Stored items:
•••

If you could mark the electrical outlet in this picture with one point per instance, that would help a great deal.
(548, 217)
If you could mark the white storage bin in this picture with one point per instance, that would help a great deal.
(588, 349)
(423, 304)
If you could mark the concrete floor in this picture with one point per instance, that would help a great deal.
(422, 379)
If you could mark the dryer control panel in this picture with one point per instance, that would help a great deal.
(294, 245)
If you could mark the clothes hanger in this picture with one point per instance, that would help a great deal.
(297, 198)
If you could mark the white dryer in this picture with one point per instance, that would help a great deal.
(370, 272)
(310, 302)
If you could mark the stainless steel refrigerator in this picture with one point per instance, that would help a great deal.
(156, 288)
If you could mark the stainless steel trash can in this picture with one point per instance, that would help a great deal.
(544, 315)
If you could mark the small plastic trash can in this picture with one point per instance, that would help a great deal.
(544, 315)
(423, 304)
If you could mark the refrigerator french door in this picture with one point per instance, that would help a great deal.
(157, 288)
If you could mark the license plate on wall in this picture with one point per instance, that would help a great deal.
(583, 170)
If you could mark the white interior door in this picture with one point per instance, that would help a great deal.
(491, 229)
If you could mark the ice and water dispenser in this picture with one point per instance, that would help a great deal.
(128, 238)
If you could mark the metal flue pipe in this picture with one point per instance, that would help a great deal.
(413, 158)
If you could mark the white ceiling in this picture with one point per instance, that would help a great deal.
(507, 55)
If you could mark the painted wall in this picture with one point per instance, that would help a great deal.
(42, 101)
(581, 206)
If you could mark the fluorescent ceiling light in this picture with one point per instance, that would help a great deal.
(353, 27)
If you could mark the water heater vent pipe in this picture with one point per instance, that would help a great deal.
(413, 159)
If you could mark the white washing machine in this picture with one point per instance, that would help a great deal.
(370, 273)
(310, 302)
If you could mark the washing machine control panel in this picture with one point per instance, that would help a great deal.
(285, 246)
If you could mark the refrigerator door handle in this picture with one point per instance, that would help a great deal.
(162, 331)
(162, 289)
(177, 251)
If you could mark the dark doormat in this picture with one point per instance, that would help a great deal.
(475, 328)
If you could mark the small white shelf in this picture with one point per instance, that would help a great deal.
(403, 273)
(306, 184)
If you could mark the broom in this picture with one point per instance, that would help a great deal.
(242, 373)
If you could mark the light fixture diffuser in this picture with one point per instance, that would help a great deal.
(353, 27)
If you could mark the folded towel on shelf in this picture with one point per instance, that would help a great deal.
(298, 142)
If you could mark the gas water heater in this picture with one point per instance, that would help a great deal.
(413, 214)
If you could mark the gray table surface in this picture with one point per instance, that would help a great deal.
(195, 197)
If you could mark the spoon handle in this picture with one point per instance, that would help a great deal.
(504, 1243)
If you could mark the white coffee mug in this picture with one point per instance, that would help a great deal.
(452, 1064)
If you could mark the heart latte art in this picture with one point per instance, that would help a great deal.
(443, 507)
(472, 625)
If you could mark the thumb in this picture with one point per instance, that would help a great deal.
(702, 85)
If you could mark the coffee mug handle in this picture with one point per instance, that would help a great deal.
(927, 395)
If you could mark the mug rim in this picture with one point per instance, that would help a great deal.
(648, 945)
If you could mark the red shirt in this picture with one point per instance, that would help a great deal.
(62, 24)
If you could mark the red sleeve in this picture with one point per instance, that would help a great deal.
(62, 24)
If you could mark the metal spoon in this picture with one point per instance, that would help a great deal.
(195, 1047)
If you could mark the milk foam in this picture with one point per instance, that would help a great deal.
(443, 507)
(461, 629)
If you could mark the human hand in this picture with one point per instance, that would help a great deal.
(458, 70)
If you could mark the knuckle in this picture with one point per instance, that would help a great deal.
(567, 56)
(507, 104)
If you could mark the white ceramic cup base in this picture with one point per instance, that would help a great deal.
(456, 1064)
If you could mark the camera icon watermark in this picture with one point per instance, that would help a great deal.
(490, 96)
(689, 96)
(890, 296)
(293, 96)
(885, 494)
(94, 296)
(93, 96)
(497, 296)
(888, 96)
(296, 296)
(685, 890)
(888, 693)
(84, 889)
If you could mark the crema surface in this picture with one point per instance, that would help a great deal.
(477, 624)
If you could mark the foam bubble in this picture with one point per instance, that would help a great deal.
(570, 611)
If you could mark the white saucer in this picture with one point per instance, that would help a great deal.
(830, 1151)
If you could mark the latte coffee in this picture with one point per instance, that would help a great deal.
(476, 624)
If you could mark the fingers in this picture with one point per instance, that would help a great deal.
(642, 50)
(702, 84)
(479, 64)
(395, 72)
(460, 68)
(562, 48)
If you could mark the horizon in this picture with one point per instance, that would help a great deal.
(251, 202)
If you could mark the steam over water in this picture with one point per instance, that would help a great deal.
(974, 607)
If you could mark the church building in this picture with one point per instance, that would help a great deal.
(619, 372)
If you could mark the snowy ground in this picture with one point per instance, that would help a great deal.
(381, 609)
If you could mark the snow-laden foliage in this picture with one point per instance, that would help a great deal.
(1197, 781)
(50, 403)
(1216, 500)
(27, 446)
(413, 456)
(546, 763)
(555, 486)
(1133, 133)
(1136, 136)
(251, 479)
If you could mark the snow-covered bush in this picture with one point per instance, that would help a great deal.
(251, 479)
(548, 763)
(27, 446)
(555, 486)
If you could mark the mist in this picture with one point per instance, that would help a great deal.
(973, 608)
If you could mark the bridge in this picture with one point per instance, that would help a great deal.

•••

Aim:
Reproduce the rows word for word, from the line containing "If you could mark the snowy" through the end of the rows.

Response below:
If you could mark the snowy ground in this picture with one point per instance, that would help a great deal.
(381, 609)
If you could mark the snow-laden foliage in this picture with one point per instance, that would help a great deal.
(1197, 781)
(50, 403)
(1216, 500)
(27, 446)
(413, 456)
(546, 763)
(555, 486)
(1133, 133)
(1136, 136)
(251, 479)
If you could mark the snow-covered bush in this picture with one point per instance, that would help a great deal.
(251, 479)
(548, 763)
(27, 446)
(555, 486)
If you could mark the mist in this picture with one point per instance, that would help a great deal.
(973, 608)
If you could mark the bridge in this picture with one point per instance, that would help a great deal.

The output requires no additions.